Coordinate annotation entries:
START

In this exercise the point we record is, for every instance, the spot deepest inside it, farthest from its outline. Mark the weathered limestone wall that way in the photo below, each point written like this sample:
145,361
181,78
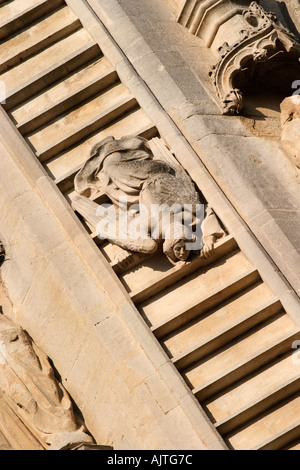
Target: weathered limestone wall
65,296
242,154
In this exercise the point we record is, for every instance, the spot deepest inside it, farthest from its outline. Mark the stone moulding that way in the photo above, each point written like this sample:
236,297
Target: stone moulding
258,43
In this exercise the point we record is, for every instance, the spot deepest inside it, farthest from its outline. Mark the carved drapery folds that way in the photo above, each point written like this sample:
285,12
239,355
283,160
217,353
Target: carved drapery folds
256,46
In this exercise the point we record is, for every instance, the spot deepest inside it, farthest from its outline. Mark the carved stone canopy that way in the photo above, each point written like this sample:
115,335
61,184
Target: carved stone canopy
252,47
265,54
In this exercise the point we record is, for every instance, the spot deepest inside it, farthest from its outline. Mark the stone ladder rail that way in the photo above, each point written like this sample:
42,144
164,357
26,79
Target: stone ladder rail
221,326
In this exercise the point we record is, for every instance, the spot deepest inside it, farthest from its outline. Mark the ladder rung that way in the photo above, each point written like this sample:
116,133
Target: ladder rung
27,16
95,124
70,101
243,325
54,73
245,367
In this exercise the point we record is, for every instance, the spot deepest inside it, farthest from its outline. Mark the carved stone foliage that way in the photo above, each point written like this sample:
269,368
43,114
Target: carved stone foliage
141,190
262,42
290,128
30,390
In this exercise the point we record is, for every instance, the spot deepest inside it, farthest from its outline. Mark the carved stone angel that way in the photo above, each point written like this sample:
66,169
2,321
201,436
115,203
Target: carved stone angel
126,171
290,128
28,385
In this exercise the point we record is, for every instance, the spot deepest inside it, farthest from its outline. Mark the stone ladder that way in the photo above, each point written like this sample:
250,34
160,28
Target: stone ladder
222,327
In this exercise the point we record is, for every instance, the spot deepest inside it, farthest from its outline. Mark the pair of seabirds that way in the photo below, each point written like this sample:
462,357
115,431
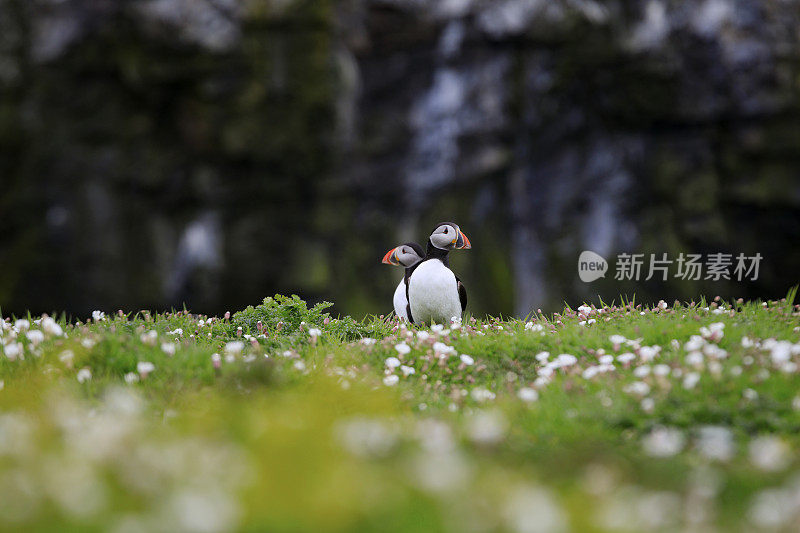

END

Transcribe every entry above word for word, leaving out the pictures.

In this exercise the point we record is, for every instance, the spot deepest inside it, farthest from its outline. Mark the weathered limestone wall that way in the photo below, each point written like this sample:
145,361
181,78
Target: weathered limestone wall
65,296
242,154
In this exercise the point we record is, for every instance, the spot deepest inside it, farthest from its outline. Mark the stone moulding that way in the photo above, each point written like this sample:
236,297
Target: stone moulding
258,43
In this exercise the point we record is, for every instance, the spot deepest inside it, farthest from its outline. Mark the carved drapery folds that way in the photo above, each point written like this sample:
285,12
239,355
283,160
217,353
Target: carved drapery folds
256,46
In this exercise the point we record is, for every instance, the spot deepest inside it, farthest from its outline. Mark the carved stone canopy that way in the photo above, each point written like this sample:
115,335
61,184
Target: carved stone canopy
252,47
265,54
In this exercise the point we record is, for every instance, the spot deepest inside it, farthest from its outline. Mark the stone ladder rail that way in the photo above, each point written like this sample:
42,144
164,357
26,79
Target: stone ladder rail
221,326
In this exercise the point we record is, for every instance, the spot deepest inside it, farthest from its outline. Mark the ladder rung that way in the photo above, each point written like this sample:
116,133
Target: ladder rung
27,16
95,124
70,101
243,325
54,73
245,367
In this exercise the point we record is, for every instance, the spot deepest inside it, farthest from its outline. Mark the carved stone foliage that way in the photo above, each point written like this sample:
269,368
43,114
Target: carved stone foliage
141,190
262,42
290,128
30,390
In this exercise the point we record is, for every instance, the spot deepest inside it, farthest from its outline. Mark the carved stone angel that way in the photo above, each point written like this sample:
66,169
2,321
201,436
115,203
Target: carved stone angel
126,171
290,128
28,385
In this exercise the point we record is, for every instance, the spot deepest inside it, farthest from its outline. Mark the stone ladder that way in the photo above, each point written like this sample:
250,34
160,28
Target: stone ladder
222,327
In this exercise the point we record is, for every instance, the spot deepest inside it, farthest from its outline. Mark the pair of seabirds that way in the photo below, each point written like this sample:
462,357
115,431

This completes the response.